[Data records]
┄┄┄┄┄┄┄┄┄┄┄┄┄┄┄┄┄┄┄┄
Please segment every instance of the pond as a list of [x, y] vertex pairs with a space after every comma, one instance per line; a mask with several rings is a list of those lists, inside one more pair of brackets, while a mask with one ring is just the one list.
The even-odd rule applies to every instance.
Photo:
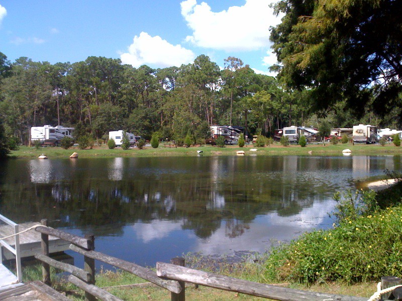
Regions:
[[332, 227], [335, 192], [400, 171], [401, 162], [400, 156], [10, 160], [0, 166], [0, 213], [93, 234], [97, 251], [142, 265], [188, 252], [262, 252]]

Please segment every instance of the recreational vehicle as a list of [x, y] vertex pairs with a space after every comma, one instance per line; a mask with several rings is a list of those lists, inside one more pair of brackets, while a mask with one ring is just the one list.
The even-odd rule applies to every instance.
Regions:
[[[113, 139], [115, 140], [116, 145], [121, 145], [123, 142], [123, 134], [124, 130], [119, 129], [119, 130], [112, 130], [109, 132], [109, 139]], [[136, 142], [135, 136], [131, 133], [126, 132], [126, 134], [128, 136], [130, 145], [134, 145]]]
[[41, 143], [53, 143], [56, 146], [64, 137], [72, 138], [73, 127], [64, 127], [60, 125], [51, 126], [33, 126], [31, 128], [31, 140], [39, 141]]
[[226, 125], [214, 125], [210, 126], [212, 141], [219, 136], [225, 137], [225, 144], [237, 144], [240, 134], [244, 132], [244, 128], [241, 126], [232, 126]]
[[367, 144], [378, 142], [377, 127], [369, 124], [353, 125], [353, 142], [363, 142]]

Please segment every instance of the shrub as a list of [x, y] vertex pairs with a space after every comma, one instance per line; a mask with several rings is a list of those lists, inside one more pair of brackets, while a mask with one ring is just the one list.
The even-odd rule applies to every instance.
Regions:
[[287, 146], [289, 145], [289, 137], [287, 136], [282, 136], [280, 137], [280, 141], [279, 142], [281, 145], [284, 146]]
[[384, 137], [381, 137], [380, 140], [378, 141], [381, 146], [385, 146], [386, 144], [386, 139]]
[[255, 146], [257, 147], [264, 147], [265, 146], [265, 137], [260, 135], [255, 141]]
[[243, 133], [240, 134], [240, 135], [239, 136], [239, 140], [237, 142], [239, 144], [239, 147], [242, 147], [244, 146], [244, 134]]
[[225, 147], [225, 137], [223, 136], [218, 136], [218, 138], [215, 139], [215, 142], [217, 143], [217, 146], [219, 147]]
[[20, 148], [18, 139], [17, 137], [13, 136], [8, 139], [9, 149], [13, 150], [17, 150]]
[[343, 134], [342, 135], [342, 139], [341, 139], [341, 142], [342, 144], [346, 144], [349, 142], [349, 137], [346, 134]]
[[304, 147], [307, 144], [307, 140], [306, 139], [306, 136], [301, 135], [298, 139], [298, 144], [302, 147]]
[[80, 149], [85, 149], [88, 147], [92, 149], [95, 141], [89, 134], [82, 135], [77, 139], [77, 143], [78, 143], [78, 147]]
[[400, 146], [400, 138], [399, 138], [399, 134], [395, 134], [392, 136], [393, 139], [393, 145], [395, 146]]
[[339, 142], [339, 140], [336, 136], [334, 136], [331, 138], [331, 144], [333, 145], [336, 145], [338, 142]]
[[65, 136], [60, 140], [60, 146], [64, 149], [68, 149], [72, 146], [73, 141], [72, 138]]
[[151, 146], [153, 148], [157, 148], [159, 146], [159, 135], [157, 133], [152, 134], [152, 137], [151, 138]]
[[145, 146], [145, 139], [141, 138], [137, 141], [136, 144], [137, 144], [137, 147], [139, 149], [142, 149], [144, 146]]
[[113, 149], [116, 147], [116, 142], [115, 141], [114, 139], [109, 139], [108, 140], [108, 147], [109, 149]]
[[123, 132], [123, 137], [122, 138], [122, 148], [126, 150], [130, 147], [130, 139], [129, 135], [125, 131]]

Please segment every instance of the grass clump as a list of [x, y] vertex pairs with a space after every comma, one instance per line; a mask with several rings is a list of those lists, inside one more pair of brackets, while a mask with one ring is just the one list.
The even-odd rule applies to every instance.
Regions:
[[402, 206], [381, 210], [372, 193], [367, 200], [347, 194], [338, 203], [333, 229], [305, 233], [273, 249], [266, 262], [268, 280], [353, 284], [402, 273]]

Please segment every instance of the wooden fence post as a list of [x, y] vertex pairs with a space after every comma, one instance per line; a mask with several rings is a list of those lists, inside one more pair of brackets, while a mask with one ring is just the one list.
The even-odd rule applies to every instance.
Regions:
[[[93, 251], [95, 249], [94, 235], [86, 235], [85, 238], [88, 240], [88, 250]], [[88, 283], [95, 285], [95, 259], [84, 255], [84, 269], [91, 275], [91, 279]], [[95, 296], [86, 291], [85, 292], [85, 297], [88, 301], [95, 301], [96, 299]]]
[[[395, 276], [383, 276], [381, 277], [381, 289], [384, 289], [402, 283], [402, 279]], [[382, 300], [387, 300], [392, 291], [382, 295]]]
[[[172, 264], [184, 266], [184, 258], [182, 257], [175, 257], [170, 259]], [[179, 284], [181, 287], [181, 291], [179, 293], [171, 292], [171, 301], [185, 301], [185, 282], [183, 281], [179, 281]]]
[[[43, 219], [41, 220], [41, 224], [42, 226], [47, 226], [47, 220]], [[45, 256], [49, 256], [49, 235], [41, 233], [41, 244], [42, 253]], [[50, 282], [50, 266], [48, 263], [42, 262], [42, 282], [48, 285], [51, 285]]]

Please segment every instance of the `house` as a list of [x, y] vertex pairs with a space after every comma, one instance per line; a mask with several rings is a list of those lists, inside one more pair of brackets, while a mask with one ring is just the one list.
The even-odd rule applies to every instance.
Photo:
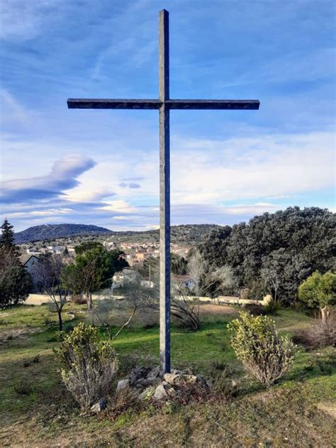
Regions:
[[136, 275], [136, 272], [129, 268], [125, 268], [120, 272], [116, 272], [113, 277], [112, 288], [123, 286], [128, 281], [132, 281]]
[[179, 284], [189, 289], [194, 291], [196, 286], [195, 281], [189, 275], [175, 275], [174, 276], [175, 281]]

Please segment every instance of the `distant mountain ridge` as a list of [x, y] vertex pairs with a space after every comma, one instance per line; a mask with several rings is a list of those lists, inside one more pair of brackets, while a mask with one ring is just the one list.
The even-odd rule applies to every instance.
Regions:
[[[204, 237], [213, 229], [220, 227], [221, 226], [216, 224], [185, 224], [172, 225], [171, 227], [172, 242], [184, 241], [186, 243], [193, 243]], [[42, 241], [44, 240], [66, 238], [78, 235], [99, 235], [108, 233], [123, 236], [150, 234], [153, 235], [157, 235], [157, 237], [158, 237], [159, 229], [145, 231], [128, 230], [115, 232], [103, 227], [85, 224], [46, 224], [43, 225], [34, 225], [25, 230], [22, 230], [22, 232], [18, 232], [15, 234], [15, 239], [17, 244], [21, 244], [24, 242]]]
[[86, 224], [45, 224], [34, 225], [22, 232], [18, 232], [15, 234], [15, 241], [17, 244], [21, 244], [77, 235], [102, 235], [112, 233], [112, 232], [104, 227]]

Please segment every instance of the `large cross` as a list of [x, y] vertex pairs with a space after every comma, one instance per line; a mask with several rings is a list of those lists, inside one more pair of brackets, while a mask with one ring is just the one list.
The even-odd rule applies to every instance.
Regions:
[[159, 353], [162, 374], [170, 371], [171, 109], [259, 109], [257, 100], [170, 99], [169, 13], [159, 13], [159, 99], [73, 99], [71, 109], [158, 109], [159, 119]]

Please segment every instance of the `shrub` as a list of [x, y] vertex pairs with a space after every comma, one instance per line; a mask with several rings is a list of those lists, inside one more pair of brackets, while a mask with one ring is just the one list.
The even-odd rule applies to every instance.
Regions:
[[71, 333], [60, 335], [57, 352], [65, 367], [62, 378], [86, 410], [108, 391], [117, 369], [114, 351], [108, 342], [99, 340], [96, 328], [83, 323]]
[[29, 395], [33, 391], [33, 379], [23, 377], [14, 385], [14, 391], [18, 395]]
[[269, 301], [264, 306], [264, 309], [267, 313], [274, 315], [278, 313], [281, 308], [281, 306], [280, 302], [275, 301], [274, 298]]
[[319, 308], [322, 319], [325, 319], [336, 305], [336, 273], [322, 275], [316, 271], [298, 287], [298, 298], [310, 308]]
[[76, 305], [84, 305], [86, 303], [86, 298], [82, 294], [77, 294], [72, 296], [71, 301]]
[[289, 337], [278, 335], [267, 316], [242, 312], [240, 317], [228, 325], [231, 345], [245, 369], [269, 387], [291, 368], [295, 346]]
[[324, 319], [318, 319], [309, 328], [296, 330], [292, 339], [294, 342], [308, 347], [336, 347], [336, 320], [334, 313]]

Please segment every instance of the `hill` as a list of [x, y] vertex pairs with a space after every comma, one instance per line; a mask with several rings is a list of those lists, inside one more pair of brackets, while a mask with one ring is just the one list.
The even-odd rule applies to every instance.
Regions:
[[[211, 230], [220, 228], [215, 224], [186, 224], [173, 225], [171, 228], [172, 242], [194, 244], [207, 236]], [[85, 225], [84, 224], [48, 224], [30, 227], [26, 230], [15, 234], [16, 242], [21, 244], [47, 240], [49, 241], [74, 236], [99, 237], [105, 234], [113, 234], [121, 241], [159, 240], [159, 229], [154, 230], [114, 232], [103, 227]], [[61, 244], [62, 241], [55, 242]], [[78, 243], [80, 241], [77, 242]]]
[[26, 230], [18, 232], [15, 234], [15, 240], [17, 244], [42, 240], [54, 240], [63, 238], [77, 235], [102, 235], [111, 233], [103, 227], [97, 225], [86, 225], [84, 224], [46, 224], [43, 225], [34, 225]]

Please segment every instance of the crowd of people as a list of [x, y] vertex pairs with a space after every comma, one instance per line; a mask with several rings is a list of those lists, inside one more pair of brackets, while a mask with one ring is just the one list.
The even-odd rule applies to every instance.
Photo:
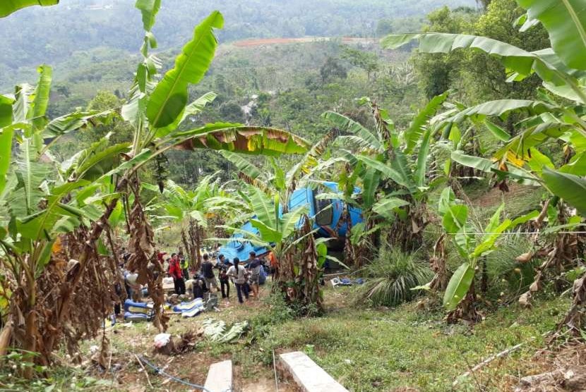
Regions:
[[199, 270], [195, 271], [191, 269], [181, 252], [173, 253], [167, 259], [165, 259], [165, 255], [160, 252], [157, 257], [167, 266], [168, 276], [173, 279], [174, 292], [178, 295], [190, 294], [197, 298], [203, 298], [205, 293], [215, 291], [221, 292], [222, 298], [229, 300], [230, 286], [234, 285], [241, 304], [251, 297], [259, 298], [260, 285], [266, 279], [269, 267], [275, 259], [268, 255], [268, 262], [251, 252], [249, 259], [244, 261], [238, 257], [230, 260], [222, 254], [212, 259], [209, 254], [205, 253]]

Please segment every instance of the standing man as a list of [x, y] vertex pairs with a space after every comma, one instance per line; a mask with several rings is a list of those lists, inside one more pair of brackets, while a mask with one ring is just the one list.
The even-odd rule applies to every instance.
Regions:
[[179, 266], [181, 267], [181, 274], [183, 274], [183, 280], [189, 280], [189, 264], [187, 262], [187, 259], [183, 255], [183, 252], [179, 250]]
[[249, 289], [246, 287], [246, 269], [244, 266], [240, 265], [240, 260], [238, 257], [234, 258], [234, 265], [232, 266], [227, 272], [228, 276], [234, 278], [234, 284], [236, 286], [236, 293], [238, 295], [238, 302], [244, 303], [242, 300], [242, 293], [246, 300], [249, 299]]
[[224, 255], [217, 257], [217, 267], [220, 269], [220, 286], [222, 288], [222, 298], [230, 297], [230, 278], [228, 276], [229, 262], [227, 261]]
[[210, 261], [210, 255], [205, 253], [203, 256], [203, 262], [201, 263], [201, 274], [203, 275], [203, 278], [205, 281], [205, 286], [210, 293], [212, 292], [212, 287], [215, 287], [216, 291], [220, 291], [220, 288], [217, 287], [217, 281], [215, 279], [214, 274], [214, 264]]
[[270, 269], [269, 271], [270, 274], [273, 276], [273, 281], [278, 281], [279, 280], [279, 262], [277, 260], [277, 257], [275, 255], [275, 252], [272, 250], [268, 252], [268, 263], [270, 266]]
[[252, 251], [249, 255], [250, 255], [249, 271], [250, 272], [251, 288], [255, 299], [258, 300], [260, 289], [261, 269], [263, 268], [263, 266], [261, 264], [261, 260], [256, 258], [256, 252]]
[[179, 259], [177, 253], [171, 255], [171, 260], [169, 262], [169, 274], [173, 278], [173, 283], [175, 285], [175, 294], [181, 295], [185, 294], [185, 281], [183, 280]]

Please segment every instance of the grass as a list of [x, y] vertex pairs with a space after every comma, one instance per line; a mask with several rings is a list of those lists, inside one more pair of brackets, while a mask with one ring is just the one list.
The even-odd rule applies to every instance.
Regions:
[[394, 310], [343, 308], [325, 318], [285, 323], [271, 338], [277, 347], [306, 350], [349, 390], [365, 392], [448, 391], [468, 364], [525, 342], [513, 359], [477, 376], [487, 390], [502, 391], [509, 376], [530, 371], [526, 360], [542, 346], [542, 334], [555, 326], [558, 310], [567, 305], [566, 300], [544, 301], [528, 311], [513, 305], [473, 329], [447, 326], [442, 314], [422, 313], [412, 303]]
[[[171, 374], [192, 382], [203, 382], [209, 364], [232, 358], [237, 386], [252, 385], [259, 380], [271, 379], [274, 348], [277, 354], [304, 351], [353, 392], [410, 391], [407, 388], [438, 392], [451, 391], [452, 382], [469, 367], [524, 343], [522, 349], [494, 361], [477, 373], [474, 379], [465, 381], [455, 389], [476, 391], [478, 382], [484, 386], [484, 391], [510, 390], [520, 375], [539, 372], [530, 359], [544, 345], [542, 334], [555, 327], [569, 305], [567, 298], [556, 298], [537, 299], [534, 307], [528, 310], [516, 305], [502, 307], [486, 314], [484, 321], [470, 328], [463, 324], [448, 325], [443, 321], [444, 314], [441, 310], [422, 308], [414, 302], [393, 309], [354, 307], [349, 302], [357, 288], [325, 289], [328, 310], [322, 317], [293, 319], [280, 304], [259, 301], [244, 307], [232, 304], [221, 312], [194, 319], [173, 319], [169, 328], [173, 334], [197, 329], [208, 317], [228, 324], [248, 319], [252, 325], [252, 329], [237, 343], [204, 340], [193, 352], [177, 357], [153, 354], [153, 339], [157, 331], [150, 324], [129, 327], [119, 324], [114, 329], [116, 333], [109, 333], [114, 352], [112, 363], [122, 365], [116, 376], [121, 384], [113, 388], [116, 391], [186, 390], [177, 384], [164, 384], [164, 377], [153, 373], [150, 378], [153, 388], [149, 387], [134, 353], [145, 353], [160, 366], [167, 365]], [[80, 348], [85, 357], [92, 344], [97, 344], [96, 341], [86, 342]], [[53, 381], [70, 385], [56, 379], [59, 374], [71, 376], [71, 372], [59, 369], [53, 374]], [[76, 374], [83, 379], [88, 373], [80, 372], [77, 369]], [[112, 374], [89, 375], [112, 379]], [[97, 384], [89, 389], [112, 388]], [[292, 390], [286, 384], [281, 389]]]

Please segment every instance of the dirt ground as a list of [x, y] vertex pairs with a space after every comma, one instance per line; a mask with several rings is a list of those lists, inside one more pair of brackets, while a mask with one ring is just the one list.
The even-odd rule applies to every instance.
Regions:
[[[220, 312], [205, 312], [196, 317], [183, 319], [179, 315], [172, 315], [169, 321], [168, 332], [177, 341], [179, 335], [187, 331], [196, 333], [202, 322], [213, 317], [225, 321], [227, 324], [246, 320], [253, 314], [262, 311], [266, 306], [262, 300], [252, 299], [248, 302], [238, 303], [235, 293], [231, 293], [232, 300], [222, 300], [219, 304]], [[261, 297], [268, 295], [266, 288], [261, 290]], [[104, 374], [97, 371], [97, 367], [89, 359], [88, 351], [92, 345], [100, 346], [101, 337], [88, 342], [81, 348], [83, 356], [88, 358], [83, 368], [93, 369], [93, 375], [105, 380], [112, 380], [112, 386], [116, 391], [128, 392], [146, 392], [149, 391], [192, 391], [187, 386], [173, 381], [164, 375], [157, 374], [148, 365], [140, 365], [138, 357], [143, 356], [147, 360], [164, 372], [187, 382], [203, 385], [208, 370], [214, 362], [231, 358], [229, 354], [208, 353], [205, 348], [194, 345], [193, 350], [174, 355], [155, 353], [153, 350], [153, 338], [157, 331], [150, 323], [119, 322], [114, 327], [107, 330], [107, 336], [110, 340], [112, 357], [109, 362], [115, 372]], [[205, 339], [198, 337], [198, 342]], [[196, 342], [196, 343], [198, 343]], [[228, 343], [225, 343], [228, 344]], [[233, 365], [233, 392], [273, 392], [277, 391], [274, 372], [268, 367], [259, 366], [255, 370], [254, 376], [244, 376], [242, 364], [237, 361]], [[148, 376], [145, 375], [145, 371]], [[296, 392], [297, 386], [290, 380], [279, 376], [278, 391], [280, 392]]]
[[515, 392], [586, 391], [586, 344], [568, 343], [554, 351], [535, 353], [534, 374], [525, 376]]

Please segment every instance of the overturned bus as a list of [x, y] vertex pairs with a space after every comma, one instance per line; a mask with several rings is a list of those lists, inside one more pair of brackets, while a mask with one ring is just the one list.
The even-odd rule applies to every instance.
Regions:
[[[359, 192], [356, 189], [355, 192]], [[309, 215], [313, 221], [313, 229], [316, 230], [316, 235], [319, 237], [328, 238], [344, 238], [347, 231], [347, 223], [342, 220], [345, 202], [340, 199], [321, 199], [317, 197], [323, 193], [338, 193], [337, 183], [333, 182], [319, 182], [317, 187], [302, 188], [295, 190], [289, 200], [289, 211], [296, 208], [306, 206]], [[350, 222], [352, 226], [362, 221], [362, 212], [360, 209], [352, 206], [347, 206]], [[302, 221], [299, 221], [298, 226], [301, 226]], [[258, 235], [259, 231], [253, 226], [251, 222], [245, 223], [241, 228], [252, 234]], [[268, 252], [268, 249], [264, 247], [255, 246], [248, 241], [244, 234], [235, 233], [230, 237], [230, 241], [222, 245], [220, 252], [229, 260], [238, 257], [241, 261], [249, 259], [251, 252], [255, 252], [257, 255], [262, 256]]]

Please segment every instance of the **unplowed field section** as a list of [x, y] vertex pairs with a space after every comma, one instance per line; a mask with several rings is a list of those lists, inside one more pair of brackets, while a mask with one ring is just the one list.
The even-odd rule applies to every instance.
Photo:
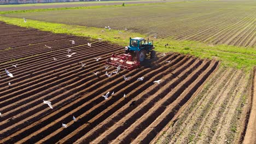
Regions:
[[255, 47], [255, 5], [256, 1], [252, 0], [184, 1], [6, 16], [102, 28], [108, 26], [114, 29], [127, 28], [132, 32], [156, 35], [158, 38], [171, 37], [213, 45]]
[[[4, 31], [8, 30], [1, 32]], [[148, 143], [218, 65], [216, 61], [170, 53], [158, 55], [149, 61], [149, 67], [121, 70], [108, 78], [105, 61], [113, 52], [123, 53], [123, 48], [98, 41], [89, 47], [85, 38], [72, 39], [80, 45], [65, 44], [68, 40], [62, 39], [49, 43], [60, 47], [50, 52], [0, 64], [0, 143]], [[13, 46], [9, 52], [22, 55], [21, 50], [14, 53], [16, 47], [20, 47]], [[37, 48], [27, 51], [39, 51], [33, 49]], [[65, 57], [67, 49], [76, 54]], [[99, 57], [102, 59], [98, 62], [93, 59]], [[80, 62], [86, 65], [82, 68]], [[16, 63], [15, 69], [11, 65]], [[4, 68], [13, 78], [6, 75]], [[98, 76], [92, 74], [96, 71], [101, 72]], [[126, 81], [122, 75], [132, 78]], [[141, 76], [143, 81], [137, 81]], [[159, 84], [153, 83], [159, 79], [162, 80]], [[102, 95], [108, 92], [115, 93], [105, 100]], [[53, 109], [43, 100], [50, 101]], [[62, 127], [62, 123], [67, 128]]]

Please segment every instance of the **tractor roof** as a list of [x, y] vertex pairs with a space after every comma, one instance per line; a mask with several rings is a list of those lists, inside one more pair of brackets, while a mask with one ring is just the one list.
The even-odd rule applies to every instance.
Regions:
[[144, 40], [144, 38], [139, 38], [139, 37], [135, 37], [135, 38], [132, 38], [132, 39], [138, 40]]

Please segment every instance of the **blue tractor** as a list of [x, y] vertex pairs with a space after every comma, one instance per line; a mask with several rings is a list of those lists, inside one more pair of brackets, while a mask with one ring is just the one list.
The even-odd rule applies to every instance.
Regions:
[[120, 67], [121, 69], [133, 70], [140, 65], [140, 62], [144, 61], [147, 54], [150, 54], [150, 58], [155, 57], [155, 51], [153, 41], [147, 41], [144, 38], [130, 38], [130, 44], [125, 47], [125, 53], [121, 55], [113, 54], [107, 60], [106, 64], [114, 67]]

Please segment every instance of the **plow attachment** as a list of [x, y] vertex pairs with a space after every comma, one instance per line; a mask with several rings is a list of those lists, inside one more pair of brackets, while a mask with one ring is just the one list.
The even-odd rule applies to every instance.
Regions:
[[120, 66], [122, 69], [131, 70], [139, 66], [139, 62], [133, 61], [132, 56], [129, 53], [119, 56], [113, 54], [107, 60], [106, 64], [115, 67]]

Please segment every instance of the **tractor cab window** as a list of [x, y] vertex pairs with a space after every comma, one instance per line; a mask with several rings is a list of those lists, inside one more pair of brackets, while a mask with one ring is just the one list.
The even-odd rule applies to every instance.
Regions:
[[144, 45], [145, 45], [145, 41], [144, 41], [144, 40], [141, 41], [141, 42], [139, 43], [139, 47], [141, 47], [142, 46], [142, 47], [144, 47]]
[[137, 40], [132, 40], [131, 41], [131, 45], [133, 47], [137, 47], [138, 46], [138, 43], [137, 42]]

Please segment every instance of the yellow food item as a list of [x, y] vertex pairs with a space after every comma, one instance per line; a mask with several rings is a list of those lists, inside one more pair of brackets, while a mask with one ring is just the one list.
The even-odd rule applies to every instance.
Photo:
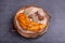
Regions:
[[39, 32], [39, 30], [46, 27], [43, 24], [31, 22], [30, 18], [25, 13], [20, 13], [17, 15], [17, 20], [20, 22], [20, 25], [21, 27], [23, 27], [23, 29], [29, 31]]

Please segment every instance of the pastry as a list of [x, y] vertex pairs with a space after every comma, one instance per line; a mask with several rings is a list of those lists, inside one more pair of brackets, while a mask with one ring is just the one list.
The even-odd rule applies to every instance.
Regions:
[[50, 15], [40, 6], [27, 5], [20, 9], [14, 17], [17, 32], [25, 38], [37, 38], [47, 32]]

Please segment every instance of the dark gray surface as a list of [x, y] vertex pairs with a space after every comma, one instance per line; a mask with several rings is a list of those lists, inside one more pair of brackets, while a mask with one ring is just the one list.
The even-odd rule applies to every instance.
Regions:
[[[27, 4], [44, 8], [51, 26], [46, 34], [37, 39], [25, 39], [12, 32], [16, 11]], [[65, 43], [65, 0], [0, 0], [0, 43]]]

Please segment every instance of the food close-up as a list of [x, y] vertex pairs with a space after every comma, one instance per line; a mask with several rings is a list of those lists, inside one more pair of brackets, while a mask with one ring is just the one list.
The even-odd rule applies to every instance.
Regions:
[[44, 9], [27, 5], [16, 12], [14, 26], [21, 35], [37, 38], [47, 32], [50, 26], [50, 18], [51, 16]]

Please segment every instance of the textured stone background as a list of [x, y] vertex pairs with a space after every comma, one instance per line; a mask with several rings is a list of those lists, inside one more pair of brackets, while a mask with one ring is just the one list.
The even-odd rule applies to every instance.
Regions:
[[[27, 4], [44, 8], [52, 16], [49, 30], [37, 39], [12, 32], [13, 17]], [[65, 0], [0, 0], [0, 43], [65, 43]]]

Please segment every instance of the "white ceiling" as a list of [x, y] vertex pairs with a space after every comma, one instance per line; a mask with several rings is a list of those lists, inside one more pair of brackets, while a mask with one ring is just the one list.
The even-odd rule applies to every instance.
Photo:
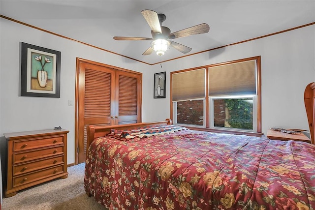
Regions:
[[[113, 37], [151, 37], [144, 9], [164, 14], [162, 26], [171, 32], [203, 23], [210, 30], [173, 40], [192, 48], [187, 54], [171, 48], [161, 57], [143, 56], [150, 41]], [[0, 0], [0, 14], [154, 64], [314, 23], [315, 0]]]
┄┄┄┄┄┄┄┄┄┄┄┄┄┄┄┄┄┄┄┄
• WHAT YOU WILL DO
Convert the part of the records that opens with the line containing "Please segment every instance of the textured" and closes with the line containing "43], [65, 43]]]" into a Markdown table with the columns Row and Line. Give each non-blank line its own row, numbered in order.

• REPLY TO THE EXERCISE
| Row | Line |
|---|---|
| 1 | Please segment every instance of the textured stone background as a list of [x, y] vertex pairs with a space after every comma, one instance per line; a mask with several rings is a list of those lists, inside one more pair of brackets, while a mask with one ring is just the one list. |
| 2 | The even-odd rule applies to every instance. |
| 3 | Regions: |
| 4 | [[[27, 4], [44, 8], [52, 16], [49, 30], [37, 39], [12, 32], [13, 17]], [[65, 0], [0, 0], [0, 43], [65, 43]]] |